_Activity_: Copy out all the lines in the records that include the word "Give".

Stored items:
----

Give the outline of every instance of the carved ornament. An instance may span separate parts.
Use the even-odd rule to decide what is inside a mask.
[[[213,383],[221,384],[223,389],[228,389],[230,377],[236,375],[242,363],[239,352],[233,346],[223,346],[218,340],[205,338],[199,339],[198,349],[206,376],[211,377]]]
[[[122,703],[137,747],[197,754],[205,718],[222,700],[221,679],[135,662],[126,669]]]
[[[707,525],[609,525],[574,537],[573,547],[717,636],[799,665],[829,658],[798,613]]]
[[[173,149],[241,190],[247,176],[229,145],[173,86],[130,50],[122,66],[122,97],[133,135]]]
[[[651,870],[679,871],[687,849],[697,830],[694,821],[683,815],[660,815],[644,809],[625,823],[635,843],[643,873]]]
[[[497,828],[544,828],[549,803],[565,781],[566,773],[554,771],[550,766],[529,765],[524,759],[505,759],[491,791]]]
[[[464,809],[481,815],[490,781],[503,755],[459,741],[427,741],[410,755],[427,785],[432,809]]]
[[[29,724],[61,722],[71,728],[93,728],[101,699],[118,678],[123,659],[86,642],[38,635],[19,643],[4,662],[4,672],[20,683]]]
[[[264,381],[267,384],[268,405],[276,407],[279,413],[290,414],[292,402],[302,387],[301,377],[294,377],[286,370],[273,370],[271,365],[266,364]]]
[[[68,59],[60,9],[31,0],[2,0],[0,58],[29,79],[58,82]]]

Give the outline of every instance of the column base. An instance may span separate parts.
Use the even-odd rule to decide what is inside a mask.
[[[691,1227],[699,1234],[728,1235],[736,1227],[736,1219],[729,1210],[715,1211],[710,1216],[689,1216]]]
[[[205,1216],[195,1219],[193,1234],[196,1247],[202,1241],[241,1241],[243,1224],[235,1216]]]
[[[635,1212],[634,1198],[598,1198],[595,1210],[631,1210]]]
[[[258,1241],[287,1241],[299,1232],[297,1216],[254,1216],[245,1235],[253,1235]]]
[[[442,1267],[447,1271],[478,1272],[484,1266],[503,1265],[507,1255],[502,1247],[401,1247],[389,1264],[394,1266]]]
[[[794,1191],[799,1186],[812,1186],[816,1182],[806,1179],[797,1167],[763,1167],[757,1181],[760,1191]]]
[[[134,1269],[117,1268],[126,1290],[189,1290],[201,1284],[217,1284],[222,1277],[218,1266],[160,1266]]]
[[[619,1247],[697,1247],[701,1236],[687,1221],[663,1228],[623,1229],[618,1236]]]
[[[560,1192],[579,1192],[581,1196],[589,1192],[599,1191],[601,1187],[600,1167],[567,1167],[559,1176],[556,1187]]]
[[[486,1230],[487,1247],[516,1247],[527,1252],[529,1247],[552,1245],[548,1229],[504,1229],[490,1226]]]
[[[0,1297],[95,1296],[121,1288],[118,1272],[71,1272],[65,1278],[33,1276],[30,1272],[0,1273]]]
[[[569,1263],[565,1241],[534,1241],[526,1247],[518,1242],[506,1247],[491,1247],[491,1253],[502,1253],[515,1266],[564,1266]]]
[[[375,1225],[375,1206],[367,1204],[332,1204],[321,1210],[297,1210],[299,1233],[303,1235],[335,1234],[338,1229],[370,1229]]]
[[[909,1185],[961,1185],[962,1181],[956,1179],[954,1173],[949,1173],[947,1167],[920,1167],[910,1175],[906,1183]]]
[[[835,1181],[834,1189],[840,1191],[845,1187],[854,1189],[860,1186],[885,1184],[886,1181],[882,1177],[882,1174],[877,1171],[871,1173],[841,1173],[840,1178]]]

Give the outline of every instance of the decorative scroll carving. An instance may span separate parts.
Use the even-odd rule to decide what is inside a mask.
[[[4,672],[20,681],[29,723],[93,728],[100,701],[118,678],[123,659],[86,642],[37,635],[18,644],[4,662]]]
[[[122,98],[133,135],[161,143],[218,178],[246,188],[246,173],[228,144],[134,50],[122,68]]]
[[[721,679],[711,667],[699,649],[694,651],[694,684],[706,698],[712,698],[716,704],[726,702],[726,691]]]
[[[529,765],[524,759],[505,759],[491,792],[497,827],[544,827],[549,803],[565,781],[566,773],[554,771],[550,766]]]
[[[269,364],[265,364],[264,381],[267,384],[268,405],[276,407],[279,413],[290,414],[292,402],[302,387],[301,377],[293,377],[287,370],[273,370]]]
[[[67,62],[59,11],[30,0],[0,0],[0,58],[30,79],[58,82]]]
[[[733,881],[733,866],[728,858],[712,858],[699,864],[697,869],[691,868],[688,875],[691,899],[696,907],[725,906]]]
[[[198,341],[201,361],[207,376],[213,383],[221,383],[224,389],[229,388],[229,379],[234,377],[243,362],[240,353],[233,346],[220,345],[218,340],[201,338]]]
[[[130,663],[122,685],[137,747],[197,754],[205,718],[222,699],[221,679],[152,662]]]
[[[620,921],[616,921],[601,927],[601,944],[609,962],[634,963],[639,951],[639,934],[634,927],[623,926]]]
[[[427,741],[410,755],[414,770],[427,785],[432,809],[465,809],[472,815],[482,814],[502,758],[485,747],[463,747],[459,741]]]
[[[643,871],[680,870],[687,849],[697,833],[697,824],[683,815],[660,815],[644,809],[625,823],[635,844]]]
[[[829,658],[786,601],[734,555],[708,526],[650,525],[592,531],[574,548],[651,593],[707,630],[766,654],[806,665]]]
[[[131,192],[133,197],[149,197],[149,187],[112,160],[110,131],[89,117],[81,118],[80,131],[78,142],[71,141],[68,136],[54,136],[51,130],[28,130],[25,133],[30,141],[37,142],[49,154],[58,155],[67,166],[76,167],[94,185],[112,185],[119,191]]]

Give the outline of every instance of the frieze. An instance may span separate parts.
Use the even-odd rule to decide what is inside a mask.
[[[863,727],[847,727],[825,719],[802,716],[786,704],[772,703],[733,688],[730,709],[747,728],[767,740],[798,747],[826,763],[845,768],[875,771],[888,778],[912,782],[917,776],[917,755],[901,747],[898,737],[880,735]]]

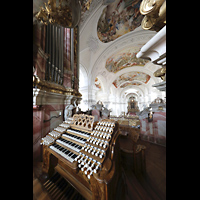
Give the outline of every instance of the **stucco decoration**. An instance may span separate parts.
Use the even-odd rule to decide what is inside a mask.
[[[104,8],[97,24],[99,40],[107,43],[141,25],[142,0],[116,0]]]
[[[147,83],[151,76],[144,72],[128,72],[125,74],[122,74],[121,76],[117,77],[115,81],[113,81],[113,85],[118,88],[119,85],[121,85],[125,81],[141,81],[143,83]]]

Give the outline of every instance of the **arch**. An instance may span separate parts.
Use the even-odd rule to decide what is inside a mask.
[[[123,90],[121,90],[119,96],[122,97],[122,95],[123,95],[127,90],[129,90],[129,89],[137,90],[137,91],[140,92],[140,95],[141,95],[142,97],[145,96],[145,91],[143,91],[143,89],[141,89],[141,88],[138,87],[138,86],[128,86],[128,87],[124,88]]]
[[[142,81],[134,80],[134,81],[124,81],[124,82],[120,83],[118,87],[121,88],[121,86],[123,86],[125,83],[133,83],[133,84],[139,83],[140,85],[145,85],[145,83]],[[132,86],[134,86],[134,85],[132,85]],[[124,87],[124,88],[126,88],[126,87]]]
[[[84,67],[82,64],[79,64],[79,86],[81,87],[86,87],[88,86],[88,72],[87,68]]]
[[[152,79],[154,83],[158,83],[158,78],[154,77],[153,73],[146,69],[145,67],[141,67],[141,66],[135,66],[135,67],[129,67],[129,68],[125,68],[125,69],[122,69],[120,71],[118,71],[115,76],[111,77],[108,81],[108,87],[110,85],[112,85],[112,83],[119,77],[121,76],[122,74],[125,74],[125,73],[129,73],[129,72],[142,72],[142,73],[145,73],[147,75],[149,75],[151,78],[150,80]],[[149,81],[150,81],[149,80]],[[149,81],[147,82],[147,84],[145,85],[148,85]],[[153,84],[154,84],[153,83]]]
[[[125,98],[128,101],[129,98],[132,97],[132,96],[136,97],[136,100],[138,101],[139,96],[138,96],[138,94],[136,94],[134,92],[133,93],[128,93]]]

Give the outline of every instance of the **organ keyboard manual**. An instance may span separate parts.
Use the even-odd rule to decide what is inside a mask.
[[[119,124],[74,114],[41,140],[43,172],[59,173],[85,199],[118,199],[122,190]],[[121,183],[121,184],[120,184]]]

----

_Result_:
Give the outline of every instance of the carved ornament. An instance may span separate parts.
Give the outline of every instance of the column base. An instance may span separate parts.
Give the outline of every instance of the decorative scroll carving. An instance may span separate parts.
Give the outline of every instance of the frieze. An instance may span separate parts.
Give the outline of every instance of the **stucco decoration**. An instance may span separate parts.
Give the outline of every instance of the **arch**. An instance may span separate parts.
Give the outline of every instance of the **organ keyboard manual**. An instance may span separate parts.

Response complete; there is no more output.